Bergh also spoke to “premiumizing” denim, or high-glossing its image, as well as looking to “digitally transform our business,” with some 100 employees internally upskilled as data scientists.
“[Digitization is] going to touch just about every aspect of our business,” he said. “The opportunities are significant. More than 50 percent of our capital investment over the next couple of years is going into digital transformation.”
While today’s digital pursuits are a long way from the brand’s humble mining town beginnings, the company’s corporate citizenship is easily traced back to its 168-year-old heritage.
“We do believe that we are in the business to do more than just make a dollar for our shareholders,” Bergh quipped, in a signal to the triple bottom line that has created a business case for sustainability unparalleled in industries. “Our employees are stakeholders, our retirees are stakeholders, the communities where we operate are stakeholders. Society at large and the world at large are important stakeholders, and we feel we have a responsibility to all of those stakeholders.”
The Levi Strauss Foundation granted $3 million to communities affected by COVID-19 in 2020.
At the onset of the pandemic, grassroots sources like The Worker Rights Consortium, or WRC, and Remake condemned brands for delayed and canceled orders. While Levi’s was at one point challenged for its payment delays, the company quickly rectified its stance on payment extensions providing access to low-cost financing as part of its expanded International Finance Corporation (a member of the World Bank Group) loan program and the creation of a new loan facility designed to accommodate suppliers ineligible for the IFC program.
The San Francisco-based company was also keen to support voting rights (partnering with Rock the Vote last year) while carving out a platform for youth climate activism and resale (with Levi’s SecondHand, which launched last October). On the diversity front, Bergh said in a recent interview with WWD that Levi’s will couch diversity, equity and inclusion as “one of our top priorities going forward.” Publishing its first diversity report last June, the company will report annually on employee demographics and diversity statistics, publish wage equity audits biannually and rebalance its board to increase Black, Asian and Latine executive representation.
“Climate change is existential. If we don’t collectively make meaningful progress against this, our future existence is at risk. Not just as a company. We tend to focus on the things that are within our control first and foremost and we believe we have an important role to play in addressing climate change,” Bergh said. “Our entire innovation is shaped around sustainability.”
He mentioned Levi’s Waterless program, which has saved billions of liters of water over the last decade. “It’s so impactful that we’ve open-sourced it to all of our competitors. Anyone can have access to our programs and how we’ve made jeans with less water,” he said.
On the topic of environmental footprint, air freight is one area that Bergh mentioned in passing (but didn’t speak to from a sustainability standpoint) as a strategy to work around mangled supply chains as the holidays approach.
“I think the fourth quarter is going to be a little bit [harried] because everyone is trying to ship stuff into the markets during the holiday season, but we’ve expected that,” he said. “We’ve managed our orders and shipping to offset what we expect to be longer lead times and shipping times at the ports. It’s a good problem to have when you’re chasing demand. We’re pretty confident there will be plenty of product underneath the Christmas trees and plenty of Levi’s for gifting.”

### THE DATA:
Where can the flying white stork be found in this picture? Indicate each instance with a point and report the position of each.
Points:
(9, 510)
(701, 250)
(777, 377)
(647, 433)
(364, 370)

### ACTIVITY:
According to the Levi's article, how much did the Levi Strauss Foundation grant to communities affected by COVID-19 in 2020? The records have nothing to do with the Levi's article.

### TASK ANSWER:
$3 million.